Com o aumento do consumo de cigarros entre brasileiros na pandemia, organizações disseminam informações sobre os malefícios do tabagismo
Se você conhece uma pessoa adepta ao tabagismo ou intensificou o uso de cigarros durante a pandemia de covid-19, saiba que esse comportamento é considerado algo “normal”. Segundo uma pesquisa da Fundação Oswaldo Cruz (FioCruz), realizada ano passado, 34% dos fumantes brasileiros (que representam 12% da população) começaram a fumar mais durante a pandemia.
O estudo relaciona a alta do tabagismo com os impactos emocionais que a pandemia e o isolamento social provocaram na sociedade brasileira: solidão, tristeza e nervosismo. A pesquisa também aponta a má qualidade de sono e a perda de rendimentos como algumas das justificativas para o aumento na quantidade de cigarros.

____

__Instruções da tarefa__
Dê sequência ao texto acima sobre o aumento do tabagismo na pandemia, começando logo após a última frase.

(Linhas de origem)
____

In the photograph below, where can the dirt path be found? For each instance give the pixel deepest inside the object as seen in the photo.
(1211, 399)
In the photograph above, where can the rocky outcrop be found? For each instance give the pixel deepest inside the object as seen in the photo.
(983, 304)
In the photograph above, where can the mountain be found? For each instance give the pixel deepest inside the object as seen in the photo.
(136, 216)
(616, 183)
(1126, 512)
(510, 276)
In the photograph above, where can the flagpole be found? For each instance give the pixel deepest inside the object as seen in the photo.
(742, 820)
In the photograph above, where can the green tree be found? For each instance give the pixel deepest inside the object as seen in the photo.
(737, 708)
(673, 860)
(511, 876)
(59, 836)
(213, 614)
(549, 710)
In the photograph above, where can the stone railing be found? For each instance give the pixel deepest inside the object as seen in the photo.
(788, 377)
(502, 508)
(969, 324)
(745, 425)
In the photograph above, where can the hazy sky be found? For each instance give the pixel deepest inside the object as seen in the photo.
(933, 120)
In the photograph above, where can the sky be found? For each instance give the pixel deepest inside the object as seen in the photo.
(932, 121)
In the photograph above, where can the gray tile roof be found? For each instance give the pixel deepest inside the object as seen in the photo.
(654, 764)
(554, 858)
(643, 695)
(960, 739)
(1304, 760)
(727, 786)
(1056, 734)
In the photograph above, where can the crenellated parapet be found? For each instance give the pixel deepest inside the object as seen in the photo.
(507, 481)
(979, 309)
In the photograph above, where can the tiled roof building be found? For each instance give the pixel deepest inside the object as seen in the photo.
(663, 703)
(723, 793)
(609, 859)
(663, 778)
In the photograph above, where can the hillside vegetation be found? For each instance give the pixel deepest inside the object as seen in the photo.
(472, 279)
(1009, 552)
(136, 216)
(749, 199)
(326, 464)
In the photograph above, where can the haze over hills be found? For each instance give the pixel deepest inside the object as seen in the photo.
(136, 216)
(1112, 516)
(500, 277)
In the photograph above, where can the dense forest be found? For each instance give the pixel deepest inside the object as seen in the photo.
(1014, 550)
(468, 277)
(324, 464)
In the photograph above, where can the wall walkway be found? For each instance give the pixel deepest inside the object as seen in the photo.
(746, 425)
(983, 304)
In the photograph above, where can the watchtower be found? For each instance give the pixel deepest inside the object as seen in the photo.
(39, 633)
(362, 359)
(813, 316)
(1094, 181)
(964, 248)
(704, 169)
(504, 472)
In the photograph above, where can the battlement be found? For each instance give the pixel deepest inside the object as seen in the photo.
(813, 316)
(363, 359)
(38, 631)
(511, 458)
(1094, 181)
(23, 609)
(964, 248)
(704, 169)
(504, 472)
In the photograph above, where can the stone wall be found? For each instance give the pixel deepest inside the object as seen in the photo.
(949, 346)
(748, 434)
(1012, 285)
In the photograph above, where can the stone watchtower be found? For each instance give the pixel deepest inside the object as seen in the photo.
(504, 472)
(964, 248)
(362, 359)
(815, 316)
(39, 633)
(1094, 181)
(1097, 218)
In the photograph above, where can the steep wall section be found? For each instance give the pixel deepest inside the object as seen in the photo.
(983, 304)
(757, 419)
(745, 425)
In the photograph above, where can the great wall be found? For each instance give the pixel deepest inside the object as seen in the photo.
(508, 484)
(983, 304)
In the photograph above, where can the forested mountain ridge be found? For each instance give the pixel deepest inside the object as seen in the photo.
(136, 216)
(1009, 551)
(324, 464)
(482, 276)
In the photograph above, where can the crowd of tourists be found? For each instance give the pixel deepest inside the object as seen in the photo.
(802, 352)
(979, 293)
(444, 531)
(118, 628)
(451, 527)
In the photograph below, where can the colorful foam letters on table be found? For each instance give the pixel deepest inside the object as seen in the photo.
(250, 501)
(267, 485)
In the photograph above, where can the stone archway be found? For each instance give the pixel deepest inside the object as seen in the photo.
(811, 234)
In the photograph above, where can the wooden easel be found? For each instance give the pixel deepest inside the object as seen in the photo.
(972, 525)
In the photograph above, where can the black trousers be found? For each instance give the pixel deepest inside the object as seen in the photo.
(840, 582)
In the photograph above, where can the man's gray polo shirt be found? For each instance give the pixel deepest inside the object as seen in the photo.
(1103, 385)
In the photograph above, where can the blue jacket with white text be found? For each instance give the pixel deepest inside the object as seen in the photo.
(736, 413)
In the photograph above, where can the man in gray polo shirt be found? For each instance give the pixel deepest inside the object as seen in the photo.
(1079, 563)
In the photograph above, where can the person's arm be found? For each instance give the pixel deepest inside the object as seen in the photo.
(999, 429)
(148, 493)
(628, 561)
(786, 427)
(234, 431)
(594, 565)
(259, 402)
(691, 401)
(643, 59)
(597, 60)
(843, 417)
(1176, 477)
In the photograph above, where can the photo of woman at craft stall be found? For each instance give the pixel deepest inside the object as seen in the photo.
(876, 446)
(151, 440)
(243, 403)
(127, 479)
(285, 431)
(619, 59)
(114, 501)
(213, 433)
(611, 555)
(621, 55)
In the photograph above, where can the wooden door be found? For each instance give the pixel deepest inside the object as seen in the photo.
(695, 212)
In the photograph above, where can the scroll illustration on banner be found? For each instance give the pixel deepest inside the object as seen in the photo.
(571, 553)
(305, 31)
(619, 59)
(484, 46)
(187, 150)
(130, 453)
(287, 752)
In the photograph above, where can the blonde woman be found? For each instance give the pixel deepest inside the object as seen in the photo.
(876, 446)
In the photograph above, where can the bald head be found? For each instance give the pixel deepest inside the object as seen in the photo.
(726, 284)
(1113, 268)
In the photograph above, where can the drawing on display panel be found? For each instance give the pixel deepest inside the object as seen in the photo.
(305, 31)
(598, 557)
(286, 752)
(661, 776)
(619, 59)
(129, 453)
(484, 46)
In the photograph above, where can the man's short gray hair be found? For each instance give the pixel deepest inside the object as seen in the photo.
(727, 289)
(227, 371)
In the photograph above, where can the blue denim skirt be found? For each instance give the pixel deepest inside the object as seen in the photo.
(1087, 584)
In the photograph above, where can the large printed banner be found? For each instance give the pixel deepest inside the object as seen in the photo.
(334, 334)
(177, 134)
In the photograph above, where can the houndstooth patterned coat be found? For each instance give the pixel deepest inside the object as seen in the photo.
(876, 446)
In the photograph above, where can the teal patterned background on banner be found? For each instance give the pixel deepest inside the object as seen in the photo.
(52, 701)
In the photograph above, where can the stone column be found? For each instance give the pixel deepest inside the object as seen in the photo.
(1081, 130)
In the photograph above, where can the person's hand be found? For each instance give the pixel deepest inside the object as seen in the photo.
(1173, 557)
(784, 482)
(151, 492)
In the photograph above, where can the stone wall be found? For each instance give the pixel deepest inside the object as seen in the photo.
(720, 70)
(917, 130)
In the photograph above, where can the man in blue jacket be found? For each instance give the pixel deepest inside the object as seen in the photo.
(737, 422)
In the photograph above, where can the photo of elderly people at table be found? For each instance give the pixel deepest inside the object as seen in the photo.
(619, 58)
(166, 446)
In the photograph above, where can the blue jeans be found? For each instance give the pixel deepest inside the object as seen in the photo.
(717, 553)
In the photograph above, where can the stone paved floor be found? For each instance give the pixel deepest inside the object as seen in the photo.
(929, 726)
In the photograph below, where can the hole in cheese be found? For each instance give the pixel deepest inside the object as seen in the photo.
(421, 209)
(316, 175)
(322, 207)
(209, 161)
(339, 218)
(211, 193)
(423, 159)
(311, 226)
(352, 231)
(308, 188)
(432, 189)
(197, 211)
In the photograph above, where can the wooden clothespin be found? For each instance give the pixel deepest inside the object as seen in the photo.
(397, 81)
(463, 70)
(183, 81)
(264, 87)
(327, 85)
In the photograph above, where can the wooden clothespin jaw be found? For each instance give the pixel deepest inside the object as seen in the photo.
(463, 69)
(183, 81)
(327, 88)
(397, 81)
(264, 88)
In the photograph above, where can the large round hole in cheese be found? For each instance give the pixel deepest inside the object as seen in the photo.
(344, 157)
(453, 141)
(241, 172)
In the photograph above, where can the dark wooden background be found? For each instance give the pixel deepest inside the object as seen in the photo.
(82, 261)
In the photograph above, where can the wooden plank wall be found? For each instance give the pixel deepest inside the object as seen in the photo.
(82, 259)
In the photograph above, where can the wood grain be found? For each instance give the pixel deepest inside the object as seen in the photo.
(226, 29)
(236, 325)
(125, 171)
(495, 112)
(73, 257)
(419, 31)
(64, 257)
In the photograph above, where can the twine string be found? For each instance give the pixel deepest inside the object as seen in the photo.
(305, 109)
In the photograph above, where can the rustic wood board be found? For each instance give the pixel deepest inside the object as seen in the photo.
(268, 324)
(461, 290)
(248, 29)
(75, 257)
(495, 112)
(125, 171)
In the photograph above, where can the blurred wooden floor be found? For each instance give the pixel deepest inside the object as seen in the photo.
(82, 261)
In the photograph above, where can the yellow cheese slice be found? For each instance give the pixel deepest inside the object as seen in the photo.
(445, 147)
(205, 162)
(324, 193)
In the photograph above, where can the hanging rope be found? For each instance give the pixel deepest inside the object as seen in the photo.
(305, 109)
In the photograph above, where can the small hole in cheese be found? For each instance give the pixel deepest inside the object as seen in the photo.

____

__Problema resolvido__
Reconhecido com uma doença crônica, o tabagismo causa dependência à nicotina presente nos produtos à base de tabaco. De acordo com a Organização Mundial da Saúde (OMS), o tabaco mata mais de 8 milhões de pessoas por ano. Mais de 7 milhões de mortes derivam do uso direto do produto, enquanto 1,2 milhão vêm dos fumantes passivos, aqueles que fumam por estar perto de alguém que usa o cigarro.
O vício causado pelo tabagismo
Ana Carolina Carratu, de 39 anos, começou a fumar com 15 anos pois achava “bonito”. Sua avó fumava muito e, por isso, ela achava que era algo “legal e normal”: “quando minha avó acordava, a primeira coisa que ela fazia era fumar. Eu pensava: ‘isso deve ser muito bom!‘, confessa a ex-fumante.
Depois disso, o cigarro foi uma saída para ansiedade crônica que tinha. Ana Carolina revela que, na época em que começou a fumar, não tinha noção do que o cigarro poderia causar em sua vida.
Quem busca combater essa falta de informações sobre os prejuízos do tabagismo é a ACT Brasil, organização que tem como objetivo a promoção da saúde na sociedade brasileira. Em uma de suas frentes de atuação, o Projeto Tabaco, ela já está a quase quinze anos produzindo e compartilhando conteúdos técnicos e informativos, auxiliando em pesquisas, mobilizando campanhas e redes de suporte e apoiando a tomada de decisões sobre políticas públicas relacionadas à temática do combate ao tabaco no país.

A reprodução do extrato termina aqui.